### READING PASSAGE
** Start **
# New litter



## Velvet_Meece (Apr 20, 2009)

Fawn x Pew breeding - She had 9 but one was half the size of the others and was gone by the next morning anyway, remainders are doing great though. I was worried as this doe was suffering from the heat when extremely pregnant and i mean extremely. It was also when there was a lot of work going on in the shed, drilling, hammering, sawing...and then to top it off, she delivered her first baby just as i went down to feed and clean everyone and she freaked as i switched the lights on. But despite all that she gave birth to a full litter and it hasn't bothered her at all 

Some pics with some of her older daughters in shot checking on their baby siblings.


----------



## greenmouse (Jun 21, 2011)

Well done that mouse  
greenmouse AKA Barry


----------



## moustress (Sep 25, 2009)

They look good, as do the mums. Congrats!


----------



## Velvet_Meece (Apr 20, 2009)

No fawns or argente in the litter this time, but 4 fab sables. At least 1 doe, i have a huge male to put her to when shes old enough. Rest are chocs mostly satin and an off white, will see what happens with that one.


----------



## The Boggit keeper (Mar 5, 2010)

Aww, Congrats! I love all the tails in the top pic!


----------



## ccoryjohnn (Jul 2, 2010)

I'm in love with their coloring! If I could take in more mice I would love one.. or three of them hehe. Please enter them in September/October's Photo Contest!


----------



## Naboo (Jul 27, 2011)

wow how did you get them to not freak out at that age lol, mine are pretty darn close to that and they're jumpers lol


----------



## Velvet_Meece (Apr 20, 2009)

I do get litters sometimes that are very jumpy and nippy at this age, and others that are very laid back


----------



## Loganberry (Oct 24, 2008)

if it has pink eyes, the 'off white' is a champagne, same as the adult doe in the first picture with the babies


----------



## moustress (Sep 25, 2009)

Pretty babies; I love the lighter colored ones. I take it the sabling develops as they age?


----------



## Velvet_Meece (Apr 20, 2009)

Thanks Logan, that was my initial thought.

Moustress the sables start off very orange as babies, they will darken to a chocolaty colour with a lighter underside over the next couple weeks 

This is a choc sable buck i got from the same pairing early on this year. So i expect these to be fairly similar, nice looking boy but shame hes nasty 'orrible little rat! :roll:


----------
** End **
Data taken from a collection:
** Start **
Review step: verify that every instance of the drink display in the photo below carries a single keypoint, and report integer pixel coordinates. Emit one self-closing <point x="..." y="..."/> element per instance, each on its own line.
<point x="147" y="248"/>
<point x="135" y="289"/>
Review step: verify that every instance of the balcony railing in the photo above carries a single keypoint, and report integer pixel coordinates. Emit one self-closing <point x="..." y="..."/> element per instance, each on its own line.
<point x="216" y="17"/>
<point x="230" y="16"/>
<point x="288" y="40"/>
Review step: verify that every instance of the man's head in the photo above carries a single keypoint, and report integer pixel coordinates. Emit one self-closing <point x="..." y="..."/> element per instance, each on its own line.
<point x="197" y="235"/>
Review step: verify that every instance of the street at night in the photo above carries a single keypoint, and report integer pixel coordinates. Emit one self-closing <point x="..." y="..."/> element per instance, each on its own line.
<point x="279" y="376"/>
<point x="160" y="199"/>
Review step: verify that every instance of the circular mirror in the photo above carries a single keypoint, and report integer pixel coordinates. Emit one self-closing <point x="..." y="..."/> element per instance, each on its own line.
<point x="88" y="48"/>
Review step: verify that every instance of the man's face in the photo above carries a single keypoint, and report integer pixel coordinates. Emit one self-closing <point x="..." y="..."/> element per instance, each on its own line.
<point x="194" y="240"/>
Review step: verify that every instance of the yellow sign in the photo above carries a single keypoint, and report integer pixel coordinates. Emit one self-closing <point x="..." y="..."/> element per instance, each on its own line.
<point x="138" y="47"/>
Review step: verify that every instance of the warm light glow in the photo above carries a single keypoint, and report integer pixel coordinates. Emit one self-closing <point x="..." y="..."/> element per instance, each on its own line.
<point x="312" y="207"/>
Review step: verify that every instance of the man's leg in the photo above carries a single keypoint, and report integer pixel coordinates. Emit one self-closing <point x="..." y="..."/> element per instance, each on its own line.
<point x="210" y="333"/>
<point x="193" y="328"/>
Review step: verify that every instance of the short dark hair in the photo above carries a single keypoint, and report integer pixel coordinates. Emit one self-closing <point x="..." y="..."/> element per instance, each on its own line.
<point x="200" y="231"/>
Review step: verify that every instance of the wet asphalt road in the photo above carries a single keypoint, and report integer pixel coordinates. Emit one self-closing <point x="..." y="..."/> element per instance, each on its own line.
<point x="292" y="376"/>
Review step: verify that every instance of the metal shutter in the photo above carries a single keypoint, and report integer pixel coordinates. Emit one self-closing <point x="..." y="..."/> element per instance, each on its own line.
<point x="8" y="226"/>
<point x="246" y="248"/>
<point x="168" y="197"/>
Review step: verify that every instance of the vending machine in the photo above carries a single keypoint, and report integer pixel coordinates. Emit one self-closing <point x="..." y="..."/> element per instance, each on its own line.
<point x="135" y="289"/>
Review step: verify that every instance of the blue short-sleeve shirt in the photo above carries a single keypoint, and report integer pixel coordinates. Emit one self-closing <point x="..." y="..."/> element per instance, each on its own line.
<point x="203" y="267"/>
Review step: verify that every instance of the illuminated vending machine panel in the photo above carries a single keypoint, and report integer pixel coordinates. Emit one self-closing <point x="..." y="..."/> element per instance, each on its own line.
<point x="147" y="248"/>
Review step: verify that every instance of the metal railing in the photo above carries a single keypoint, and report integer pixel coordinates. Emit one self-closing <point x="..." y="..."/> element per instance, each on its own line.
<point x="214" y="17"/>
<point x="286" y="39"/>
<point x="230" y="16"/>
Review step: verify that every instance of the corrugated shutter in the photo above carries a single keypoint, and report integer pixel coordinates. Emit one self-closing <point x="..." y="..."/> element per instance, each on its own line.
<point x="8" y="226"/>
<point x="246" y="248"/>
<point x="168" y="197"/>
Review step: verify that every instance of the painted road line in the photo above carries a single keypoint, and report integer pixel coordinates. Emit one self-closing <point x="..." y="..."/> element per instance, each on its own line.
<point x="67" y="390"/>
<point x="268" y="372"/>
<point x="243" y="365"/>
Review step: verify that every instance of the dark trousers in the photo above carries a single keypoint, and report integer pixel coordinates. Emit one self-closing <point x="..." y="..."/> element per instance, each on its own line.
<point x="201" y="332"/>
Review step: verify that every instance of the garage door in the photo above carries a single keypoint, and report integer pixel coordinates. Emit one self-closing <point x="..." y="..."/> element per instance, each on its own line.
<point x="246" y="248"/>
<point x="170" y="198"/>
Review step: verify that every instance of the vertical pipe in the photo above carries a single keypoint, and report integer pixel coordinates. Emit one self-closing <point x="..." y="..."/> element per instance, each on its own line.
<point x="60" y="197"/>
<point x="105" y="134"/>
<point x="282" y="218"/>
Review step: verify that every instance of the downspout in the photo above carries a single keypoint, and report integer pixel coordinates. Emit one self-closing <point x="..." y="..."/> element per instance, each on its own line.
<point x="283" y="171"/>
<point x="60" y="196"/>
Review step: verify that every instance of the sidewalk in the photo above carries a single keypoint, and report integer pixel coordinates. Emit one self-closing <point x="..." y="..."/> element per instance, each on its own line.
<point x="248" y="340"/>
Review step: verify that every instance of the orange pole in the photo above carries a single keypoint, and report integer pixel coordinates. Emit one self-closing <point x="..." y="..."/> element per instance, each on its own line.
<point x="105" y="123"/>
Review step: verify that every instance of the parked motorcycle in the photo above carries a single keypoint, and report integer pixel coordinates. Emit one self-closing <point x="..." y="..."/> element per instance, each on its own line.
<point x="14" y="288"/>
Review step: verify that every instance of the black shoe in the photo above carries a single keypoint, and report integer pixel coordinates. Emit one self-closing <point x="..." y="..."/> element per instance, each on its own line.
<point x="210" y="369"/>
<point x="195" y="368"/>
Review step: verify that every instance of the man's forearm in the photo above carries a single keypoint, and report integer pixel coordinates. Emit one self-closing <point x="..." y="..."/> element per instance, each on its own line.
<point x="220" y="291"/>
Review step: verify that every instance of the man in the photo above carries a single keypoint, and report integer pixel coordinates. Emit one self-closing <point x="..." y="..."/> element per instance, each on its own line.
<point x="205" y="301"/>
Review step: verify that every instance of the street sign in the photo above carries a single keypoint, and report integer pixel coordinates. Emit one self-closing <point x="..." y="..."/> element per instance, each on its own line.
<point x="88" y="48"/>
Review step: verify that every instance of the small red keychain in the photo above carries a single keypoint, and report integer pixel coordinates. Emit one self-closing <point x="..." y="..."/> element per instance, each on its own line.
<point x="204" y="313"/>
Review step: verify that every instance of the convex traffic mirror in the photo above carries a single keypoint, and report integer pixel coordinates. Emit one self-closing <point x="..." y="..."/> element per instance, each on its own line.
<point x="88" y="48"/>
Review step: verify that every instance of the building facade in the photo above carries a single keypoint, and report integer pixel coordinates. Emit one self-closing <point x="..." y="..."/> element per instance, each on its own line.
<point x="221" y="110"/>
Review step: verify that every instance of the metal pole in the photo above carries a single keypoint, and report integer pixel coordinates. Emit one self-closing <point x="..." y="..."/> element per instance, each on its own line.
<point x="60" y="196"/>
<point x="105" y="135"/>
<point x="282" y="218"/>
** End **
### WHAT YOU WILL DO
- A) In the forum thread about the new litter, what color are the sables when they are babies?
- B) Please count the lines of the listing that contain the word "metal" and give only the number.

### ANSWERS TO THE PROBLEMS
- A) They start off very orange.

- B) 3